Short exercise: Find "Objective - one point per instance of the yellow-leaved" in the material below, then copy that line and every subsequent line to the end, exactly.

Input data:
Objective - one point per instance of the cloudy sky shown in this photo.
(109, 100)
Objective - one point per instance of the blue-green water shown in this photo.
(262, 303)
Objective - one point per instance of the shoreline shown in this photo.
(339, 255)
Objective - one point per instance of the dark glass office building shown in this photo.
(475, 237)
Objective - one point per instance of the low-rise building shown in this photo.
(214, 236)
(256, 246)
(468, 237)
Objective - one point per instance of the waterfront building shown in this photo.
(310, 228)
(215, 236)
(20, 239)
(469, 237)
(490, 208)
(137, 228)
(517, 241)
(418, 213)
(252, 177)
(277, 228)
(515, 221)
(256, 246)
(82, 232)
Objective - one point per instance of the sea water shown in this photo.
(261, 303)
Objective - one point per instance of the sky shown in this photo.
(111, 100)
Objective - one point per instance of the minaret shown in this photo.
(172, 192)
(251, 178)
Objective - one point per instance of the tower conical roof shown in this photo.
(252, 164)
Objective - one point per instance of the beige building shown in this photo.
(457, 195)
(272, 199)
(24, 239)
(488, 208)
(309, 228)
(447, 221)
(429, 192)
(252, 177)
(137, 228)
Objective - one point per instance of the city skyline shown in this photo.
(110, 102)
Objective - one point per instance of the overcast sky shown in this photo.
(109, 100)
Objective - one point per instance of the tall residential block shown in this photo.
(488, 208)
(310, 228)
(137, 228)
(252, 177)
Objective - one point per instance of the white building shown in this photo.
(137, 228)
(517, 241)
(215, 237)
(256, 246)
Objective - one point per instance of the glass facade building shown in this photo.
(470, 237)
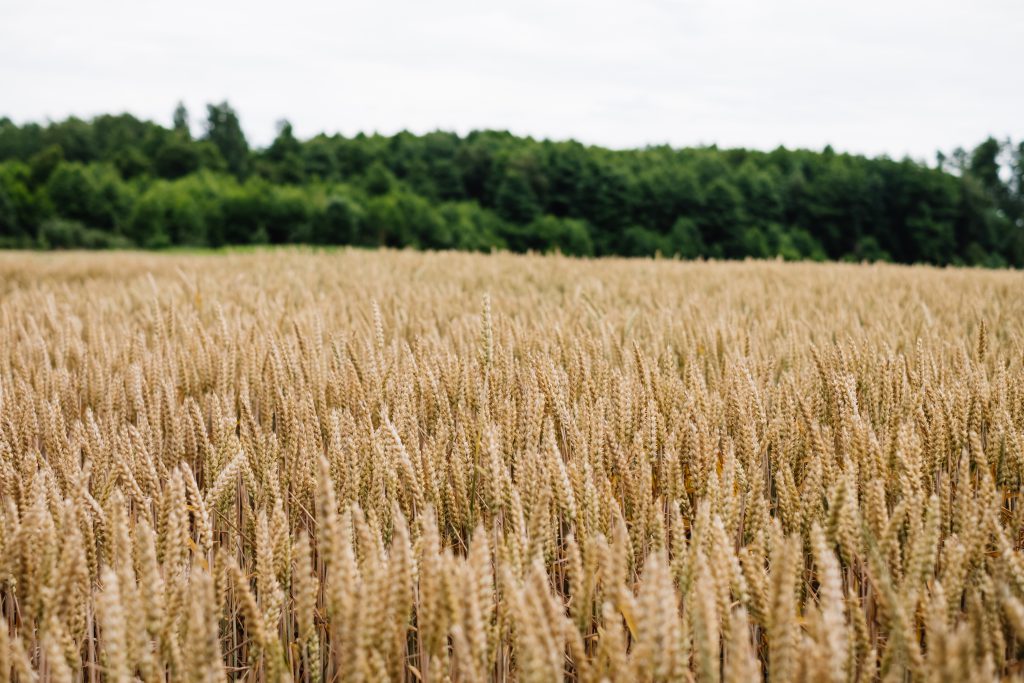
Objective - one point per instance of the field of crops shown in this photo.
(428, 467)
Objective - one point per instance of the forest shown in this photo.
(118, 181)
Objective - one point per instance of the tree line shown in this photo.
(118, 181)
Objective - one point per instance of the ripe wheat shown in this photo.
(430, 467)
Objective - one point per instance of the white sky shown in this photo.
(868, 76)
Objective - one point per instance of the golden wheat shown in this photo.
(445, 467)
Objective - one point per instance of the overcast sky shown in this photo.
(871, 76)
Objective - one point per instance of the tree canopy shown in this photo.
(117, 180)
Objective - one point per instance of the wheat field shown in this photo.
(368, 466)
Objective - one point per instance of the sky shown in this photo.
(895, 77)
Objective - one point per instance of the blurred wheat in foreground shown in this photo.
(397, 466)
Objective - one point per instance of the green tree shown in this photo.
(224, 131)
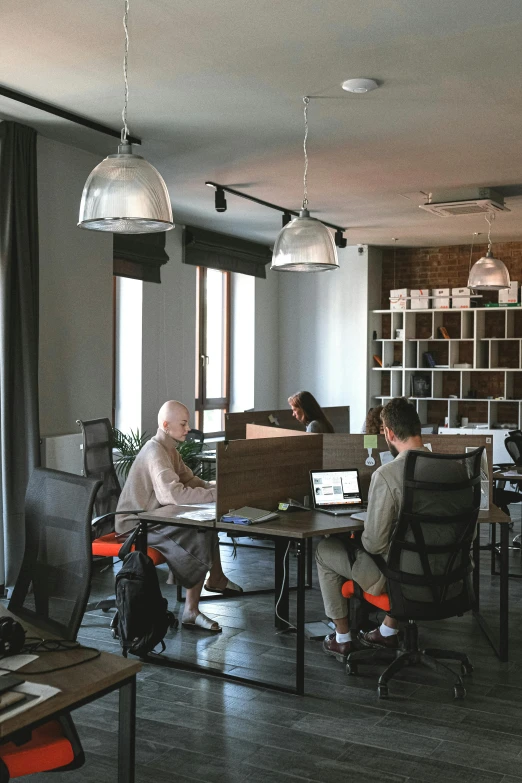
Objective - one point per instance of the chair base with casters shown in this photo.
(409, 654)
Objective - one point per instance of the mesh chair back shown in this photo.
(514, 446)
(53, 585)
(97, 463)
(429, 563)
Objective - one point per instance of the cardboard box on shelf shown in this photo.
(460, 298)
(509, 295)
(398, 299)
(420, 299)
(441, 298)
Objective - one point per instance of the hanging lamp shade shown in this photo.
(125, 194)
(489, 274)
(304, 245)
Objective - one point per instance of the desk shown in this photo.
(98, 677)
(298, 527)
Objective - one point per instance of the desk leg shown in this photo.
(504, 593)
(476, 569)
(281, 589)
(299, 663)
(127, 732)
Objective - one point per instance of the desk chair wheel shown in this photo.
(459, 691)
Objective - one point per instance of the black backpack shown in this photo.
(142, 617)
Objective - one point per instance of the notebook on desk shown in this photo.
(337, 492)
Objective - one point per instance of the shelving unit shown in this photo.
(488, 339)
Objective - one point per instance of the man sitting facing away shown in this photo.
(159, 477)
(402, 430)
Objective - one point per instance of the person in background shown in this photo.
(307, 410)
(373, 424)
(159, 477)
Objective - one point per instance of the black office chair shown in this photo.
(429, 565)
(53, 585)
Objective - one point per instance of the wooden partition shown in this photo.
(347, 451)
(254, 431)
(235, 423)
(264, 471)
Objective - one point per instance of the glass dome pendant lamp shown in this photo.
(489, 273)
(304, 244)
(125, 194)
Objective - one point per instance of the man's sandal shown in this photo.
(231, 587)
(202, 623)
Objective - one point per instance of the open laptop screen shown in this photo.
(336, 487)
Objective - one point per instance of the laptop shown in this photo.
(337, 492)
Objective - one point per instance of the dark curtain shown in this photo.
(222, 251)
(19, 428)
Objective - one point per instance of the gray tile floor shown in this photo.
(198, 728)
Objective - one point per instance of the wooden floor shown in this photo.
(197, 728)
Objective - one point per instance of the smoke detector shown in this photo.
(472, 201)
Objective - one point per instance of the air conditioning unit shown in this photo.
(468, 202)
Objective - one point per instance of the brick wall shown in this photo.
(441, 267)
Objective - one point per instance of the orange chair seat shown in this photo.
(380, 601)
(109, 546)
(47, 749)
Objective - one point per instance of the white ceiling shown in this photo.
(216, 93)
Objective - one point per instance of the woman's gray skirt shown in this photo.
(189, 553)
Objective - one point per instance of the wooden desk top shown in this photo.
(169, 515)
(297, 524)
(77, 683)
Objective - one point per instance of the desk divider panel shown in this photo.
(235, 423)
(256, 431)
(347, 451)
(262, 472)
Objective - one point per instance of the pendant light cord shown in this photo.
(125, 129)
(489, 219)
(306, 101)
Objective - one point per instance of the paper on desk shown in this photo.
(199, 516)
(15, 662)
(36, 693)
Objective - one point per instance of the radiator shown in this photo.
(63, 452)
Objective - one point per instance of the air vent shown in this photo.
(485, 200)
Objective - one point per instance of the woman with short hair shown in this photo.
(307, 410)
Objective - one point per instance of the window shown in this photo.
(213, 351)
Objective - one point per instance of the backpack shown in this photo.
(142, 617)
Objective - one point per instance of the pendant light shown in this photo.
(125, 194)
(489, 273)
(304, 244)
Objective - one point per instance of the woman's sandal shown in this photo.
(202, 623)
(231, 587)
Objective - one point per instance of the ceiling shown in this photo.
(216, 94)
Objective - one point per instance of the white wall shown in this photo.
(75, 365)
(169, 335)
(323, 327)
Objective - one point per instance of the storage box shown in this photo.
(420, 298)
(399, 299)
(460, 298)
(441, 298)
(509, 295)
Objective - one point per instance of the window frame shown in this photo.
(202, 403)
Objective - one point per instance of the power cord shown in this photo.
(283, 620)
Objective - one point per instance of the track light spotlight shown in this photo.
(340, 241)
(220, 200)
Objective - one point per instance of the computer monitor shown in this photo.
(336, 487)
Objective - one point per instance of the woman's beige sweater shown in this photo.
(159, 477)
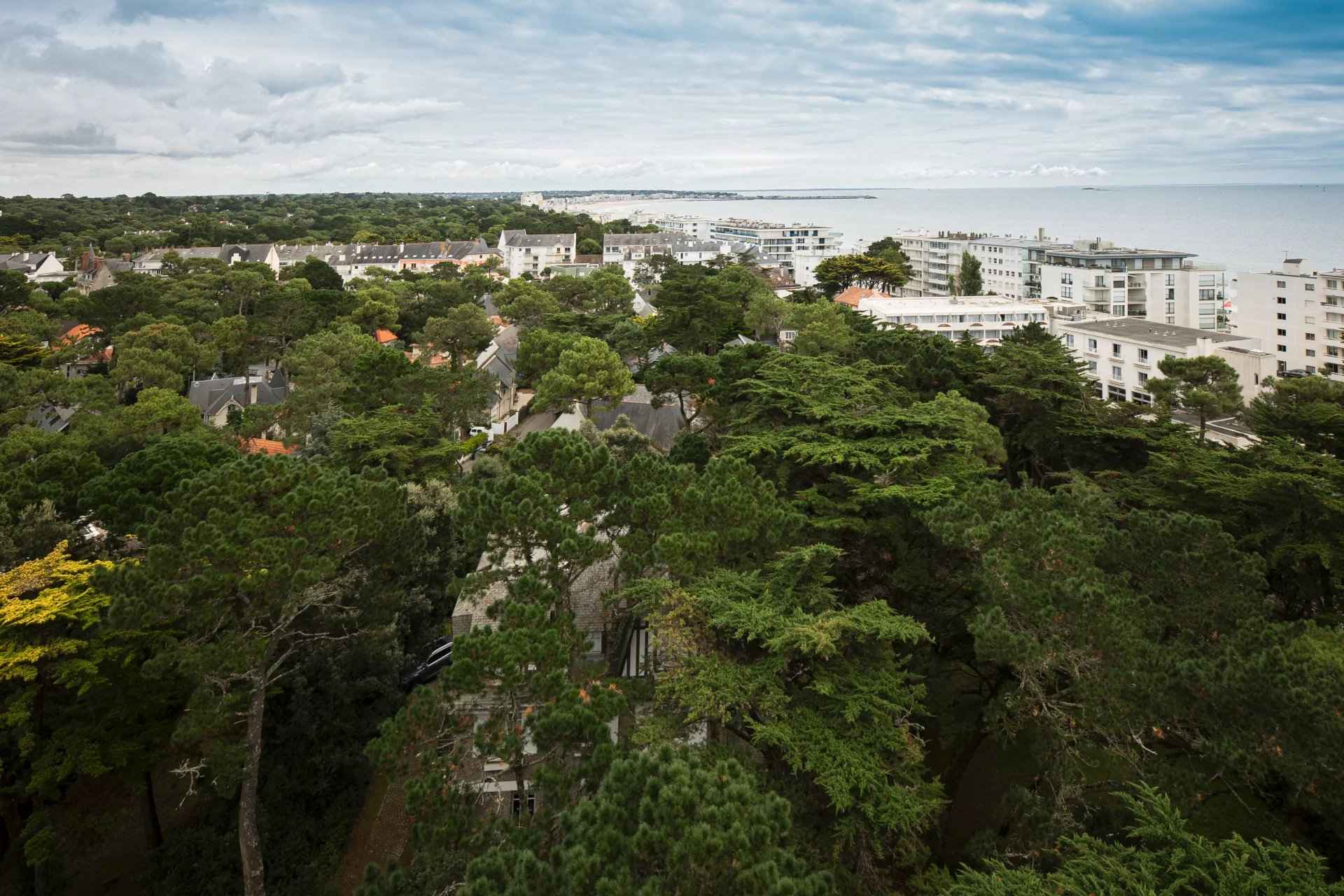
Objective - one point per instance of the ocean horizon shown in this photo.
(1242, 227)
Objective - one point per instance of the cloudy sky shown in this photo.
(286, 96)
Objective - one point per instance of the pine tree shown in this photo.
(249, 566)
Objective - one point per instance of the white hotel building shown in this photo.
(987, 318)
(1156, 285)
(1297, 315)
(1123, 354)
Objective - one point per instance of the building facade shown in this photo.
(1123, 354)
(1297, 315)
(934, 260)
(527, 253)
(1160, 286)
(986, 318)
(777, 244)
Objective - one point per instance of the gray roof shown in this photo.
(213, 394)
(249, 251)
(1142, 331)
(587, 596)
(51, 418)
(641, 239)
(299, 253)
(659, 424)
(22, 261)
(538, 241)
(500, 367)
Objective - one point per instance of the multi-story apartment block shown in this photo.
(1009, 265)
(987, 318)
(777, 244)
(692, 226)
(534, 253)
(631, 250)
(934, 260)
(1123, 352)
(1297, 316)
(1156, 285)
(152, 262)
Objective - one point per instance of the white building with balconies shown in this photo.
(1297, 315)
(778, 244)
(1123, 354)
(1156, 285)
(536, 253)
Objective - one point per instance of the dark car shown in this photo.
(438, 654)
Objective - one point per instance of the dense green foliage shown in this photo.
(891, 614)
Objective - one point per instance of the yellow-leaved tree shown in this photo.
(71, 703)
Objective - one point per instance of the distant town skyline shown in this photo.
(296, 96)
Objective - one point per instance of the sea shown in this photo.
(1241, 227)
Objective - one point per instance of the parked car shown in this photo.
(438, 654)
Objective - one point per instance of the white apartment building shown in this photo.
(1296, 315)
(1011, 265)
(777, 244)
(1156, 285)
(934, 260)
(631, 250)
(987, 318)
(694, 226)
(534, 253)
(1123, 354)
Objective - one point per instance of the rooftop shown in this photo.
(1142, 331)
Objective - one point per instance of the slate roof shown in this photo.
(51, 418)
(659, 424)
(213, 394)
(587, 596)
(538, 241)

Answer to this task:
Objective - one point per instance of the yellow-leaved tree shown in this photo.
(71, 703)
Objective - one point per instance of the distant town skyline shown in this photo.
(296, 96)
Objective - one point per instance of the sea shown in this photo.
(1241, 227)
Objective - one point per instance of the parked car shown in this photo.
(438, 654)
Objective - one point per instance of the white apartment building shown in this photo.
(1296, 315)
(1011, 265)
(777, 244)
(1156, 285)
(934, 260)
(631, 250)
(987, 318)
(694, 226)
(534, 253)
(1123, 354)
Objective - one point per instance of the rooftop shown in this photo.
(1142, 331)
Objective - one point per instance of the slate roof shown in this photo.
(51, 418)
(659, 424)
(213, 394)
(587, 596)
(538, 241)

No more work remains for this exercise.